What to produce:
Copy all of the material below word for word, leaving out the pictures.

Extracted entries:
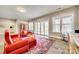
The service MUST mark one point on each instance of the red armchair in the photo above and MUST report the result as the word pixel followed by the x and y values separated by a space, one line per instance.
pixel 18 45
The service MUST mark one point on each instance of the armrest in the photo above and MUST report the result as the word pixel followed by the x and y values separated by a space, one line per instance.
pixel 15 45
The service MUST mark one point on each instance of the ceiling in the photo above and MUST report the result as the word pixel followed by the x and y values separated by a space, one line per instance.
pixel 32 11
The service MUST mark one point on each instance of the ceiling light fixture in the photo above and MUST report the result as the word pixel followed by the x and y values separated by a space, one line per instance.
pixel 21 9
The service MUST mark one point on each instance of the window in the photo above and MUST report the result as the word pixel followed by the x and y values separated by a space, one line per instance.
pixel 42 28
pixel 67 24
pixel 31 26
pixel 63 24
pixel 36 27
pixel 56 24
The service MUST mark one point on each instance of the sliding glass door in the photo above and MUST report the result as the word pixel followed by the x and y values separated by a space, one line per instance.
pixel 41 28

Problem solution:
The service MUST mark one point on each instance of the red armchair in the photo above and MUST report the result as the word pixel followed by the x and y values separated by a space, one line per instance.
pixel 18 45
The service MUST mark one point on each instance of the armrest in the photo above and MUST report the result as the word pixel followed by the x and y values separated by a space, one line per instance.
pixel 15 45
The service MUST mark one point on each instance of the ceiling in the photo above and MUST report the result as the word pixel followed by the x and y values separated by a space, one line per instance.
pixel 32 11
The service MUST mark one point on each instance of the ceiling light fixture in the photo above and MUST report the result as the word pixel followed by the x and y values separated by a space, one line per instance.
pixel 21 9
The service MUST mark one point on each instance of the window in the photo above and MUST report the result as the word pixel followed by the x and y values separated by a space, one line per instance.
pixel 42 28
pixel 67 24
pixel 31 26
pixel 63 24
pixel 36 27
pixel 56 24
The service MUST mark one point on each instance of the sliding glass door in the photo above and MUST report the result as the word pixel followed by the x and y values separated by a space, one line per instance.
pixel 41 28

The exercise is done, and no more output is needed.